- **ENTRIES SUPPLIED**
* begin *

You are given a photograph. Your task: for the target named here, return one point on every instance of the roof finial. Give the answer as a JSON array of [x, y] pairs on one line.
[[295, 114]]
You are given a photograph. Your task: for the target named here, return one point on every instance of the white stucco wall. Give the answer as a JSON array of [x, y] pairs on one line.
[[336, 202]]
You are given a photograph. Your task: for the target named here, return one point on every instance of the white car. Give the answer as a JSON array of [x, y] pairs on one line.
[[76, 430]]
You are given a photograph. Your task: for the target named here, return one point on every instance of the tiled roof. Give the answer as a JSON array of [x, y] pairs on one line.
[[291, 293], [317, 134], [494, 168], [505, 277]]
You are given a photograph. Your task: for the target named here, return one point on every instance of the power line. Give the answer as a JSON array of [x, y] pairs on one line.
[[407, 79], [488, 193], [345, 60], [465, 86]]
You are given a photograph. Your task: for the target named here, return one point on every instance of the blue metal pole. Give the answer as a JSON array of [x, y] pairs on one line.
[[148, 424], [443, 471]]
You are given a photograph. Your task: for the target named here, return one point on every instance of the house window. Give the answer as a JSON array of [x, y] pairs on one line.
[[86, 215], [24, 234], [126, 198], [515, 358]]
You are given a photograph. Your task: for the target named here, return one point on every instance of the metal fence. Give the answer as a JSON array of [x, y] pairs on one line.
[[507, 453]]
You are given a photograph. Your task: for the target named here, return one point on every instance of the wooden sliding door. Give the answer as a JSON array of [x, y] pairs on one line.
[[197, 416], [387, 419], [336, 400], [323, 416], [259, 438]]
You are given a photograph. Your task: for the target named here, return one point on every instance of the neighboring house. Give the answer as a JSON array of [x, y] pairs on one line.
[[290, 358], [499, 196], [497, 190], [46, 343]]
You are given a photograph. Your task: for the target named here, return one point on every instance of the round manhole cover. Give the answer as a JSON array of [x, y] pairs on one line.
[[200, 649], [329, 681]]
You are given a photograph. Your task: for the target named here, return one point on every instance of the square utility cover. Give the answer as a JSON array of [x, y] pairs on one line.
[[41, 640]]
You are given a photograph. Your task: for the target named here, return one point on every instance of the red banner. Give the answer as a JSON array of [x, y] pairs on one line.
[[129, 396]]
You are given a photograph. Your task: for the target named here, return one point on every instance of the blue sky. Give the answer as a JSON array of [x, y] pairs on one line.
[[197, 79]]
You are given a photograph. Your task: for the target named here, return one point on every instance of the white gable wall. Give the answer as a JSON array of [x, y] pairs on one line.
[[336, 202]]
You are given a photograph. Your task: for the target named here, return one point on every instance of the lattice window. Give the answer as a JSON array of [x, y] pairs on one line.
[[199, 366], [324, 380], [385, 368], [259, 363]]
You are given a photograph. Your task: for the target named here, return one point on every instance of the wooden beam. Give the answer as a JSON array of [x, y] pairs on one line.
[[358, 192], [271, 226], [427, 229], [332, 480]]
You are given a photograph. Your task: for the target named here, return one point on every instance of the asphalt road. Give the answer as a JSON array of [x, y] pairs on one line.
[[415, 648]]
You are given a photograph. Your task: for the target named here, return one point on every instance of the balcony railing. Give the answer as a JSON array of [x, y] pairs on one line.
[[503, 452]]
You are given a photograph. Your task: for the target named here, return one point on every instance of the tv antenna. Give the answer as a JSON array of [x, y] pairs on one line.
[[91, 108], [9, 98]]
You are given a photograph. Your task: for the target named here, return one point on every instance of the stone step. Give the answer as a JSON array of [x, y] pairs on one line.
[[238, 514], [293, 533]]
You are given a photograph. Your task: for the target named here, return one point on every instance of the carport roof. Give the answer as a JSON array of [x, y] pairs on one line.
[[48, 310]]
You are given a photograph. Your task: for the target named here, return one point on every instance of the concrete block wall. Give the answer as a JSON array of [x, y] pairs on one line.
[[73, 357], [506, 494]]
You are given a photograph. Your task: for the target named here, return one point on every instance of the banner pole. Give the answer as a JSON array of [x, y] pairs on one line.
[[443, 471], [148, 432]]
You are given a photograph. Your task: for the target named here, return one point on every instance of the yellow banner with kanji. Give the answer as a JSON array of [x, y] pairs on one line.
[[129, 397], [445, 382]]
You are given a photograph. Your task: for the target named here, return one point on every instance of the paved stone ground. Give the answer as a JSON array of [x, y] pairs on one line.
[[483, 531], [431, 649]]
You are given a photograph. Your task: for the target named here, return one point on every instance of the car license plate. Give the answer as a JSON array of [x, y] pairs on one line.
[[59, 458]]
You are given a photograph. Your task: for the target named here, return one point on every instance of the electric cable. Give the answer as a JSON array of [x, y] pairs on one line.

* end *

- **SHORT EXERCISE**
Can you give the records above again, switching every "JSON array" to "JSON list" and keeping everything else the same?

- **ANSWER TO THE PROBLEM**
You are given a photograph. Your task: for the target named here, return one point on every instance of the roof finial. Give the answer as a JSON list of [x, y] pairs on one line.
[[295, 114]]
You are given a photograph. Your task: for the target named here, return one point on every instance of the white stucco wall. Give the answer as a JSON list of [x, y] pairs on one line.
[[336, 202]]
You are given a photograph. Your task: for the target named here, return one point on every instance of the white car. Give the answer as a JSON list of [x, y] pairs on one line.
[[76, 430]]
You are given a photograph. Your task: for the target named here, return one point on every instance of the tiled roof. Give the answer as a JSON list of [x, y] pairs on one line.
[[291, 293], [317, 134], [494, 168], [505, 277]]
You are given a photograph. Your task: for the target named here, return one point on every instance of the power line. Give the answer as a JSON list of [x, y] pairs on one line.
[[407, 79], [488, 193], [345, 60], [465, 86]]
You are given a photograph. Your task: for the target named here, return one point on every instance of the blue metal pole. Give the answer as a JSON list of [x, y] pairs on one line.
[[148, 424], [443, 471]]
You are given a photograph. Your task: for the target named here, return one point on every instance of the house window. Give the answer as a JSON list of [x, y] pairs on one line.
[[86, 215], [24, 234], [126, 198], [515, 358]]
You are given a photograph. Your task: for the target named here, return one point on every instance of the metal fence. Give the answer as a JSON list of [x, y] pairs on one line.
[[507, 453]]
You are given a photograph. Your task: for the target named here, return one point on every instance of the wooden sliding door. Give the answer as a JSON list of [x, y] pairs on one line.
[[197, 416], [387, 419], [336, 400], [323, 416], [259, 438]]
You are given a photograph. Your task: for the target named here, return one point on every instance of the neighboring house. Give the answer as a JSON list of [x, y] pairs on one line.
[[290, 358], [499, 196], [497, 190], [46, 343]]
You are given a photograph. Your task: for the target named here, return one point on every instance of the round manhole cover. Give the answer as a JSON list of [x, y] pairs on one line.
[[200, 649], [329, 681]]
You are given a photograph. Your task: for the target named here, return one point on every instance of the square utility cover. Give the answer as a JSON list of [x, y] pairs on one line.
[[41, 640]]
You are given a photograph. Your task: for the target named here, return one point on every instance of the red banner. Give the answer as a JSON list of [x, y] pairs on one line.
[[129, 396]]
You are given a photograph. Your task: for the target named here, return one point on every instance of the blue sky. Give the answer as a JSON list of [x, y] pairs on one line.
[[197, 79]]
You are given a photograph. Your task: for the target named here, return one point on every instance of the white gable wall. Give the answer as a JSON list of [x, y] pairs on one line.
[[336, 202]]
You are given a photograph. Your task: for the target named here, return one point on every instance of the lattice window. Give the answer as a JSON list of [x, y] pairs on one line.
[[199, 366], [324, 380], [385, 368], [259, 363]]
You are given a photograph. Your task: for the target named here, return one point on every instance of the wooden beam. Give the answer as a JSON list of [x, y] pairs on one line.
[[358, 192], [271, 226], [427, 229], [332, 480]]
You are given a photograph. Your task: for the target named here, return one point on every instance of the asphalt road. Give the answer as a JSON list of [x, y] pairs on one line.
[[415, 648]]
You are given a photograph. Your task: for the target named here, return one point on every instance of the balcony railing. Give the answer as a JSON list of [x, y] pairs on one line.
[[503, 452]]
You are given a photograph. Your task: for the target named here, return one point on every instance of the tv antenna. Give the answer as a JSON list of [x, y] pairs on one line.
[[91, 108], [9, 98]]
You are given a photograph. Your task: for the target named here, return one point on every instance of the stone step. Give the answer as a JSON list of [x, y] pairs on one line.
[[238, 514], [293, 533]]
You are given a photograph. Your task: for the target named here, return one point on every instance of the carport roof. Give the answer as a JSON list of [x, y] pairs on one line.
[[48, 310]]
You are given a photograph. Your task: for the target named here, return one point on every instance of the concrete block wall. Give the answer as a JSON list of [x, y] pairs on one line.
[[73, 357], [506, 494]]
You are given a photograph. Your task: for the target named here, return one point on every instance of the banner pole. Give the answer as a JSON list of [x, y] pairs on one line.
[[443, 471], [148, 432]]
You are given a photograph. Your task: for the target named here, return one point on every instance of the yellow banner with kanji. Give the answer as a JSON list of [x, y] pairs on one line.
[[129, 397], [445, 382]]
You are given a photograph. Your task: for the target named here, return one point on every instance of the paved stone ground. Give the answer as a JSON list of [x, y] pairs on one line.
[[483, 531], [431, 649]]
You are given a photograph. Your task: for the target named here, return one point on every instance of the car license plate. Give the answer as a JSON list of [x, y] pairs on one line.
[[59, 458]]
You are given a photograph. Your task: for the target named here, return one point on every instance of the electric cable. Give the answer as a JSON list of [x, y] pairs on one line.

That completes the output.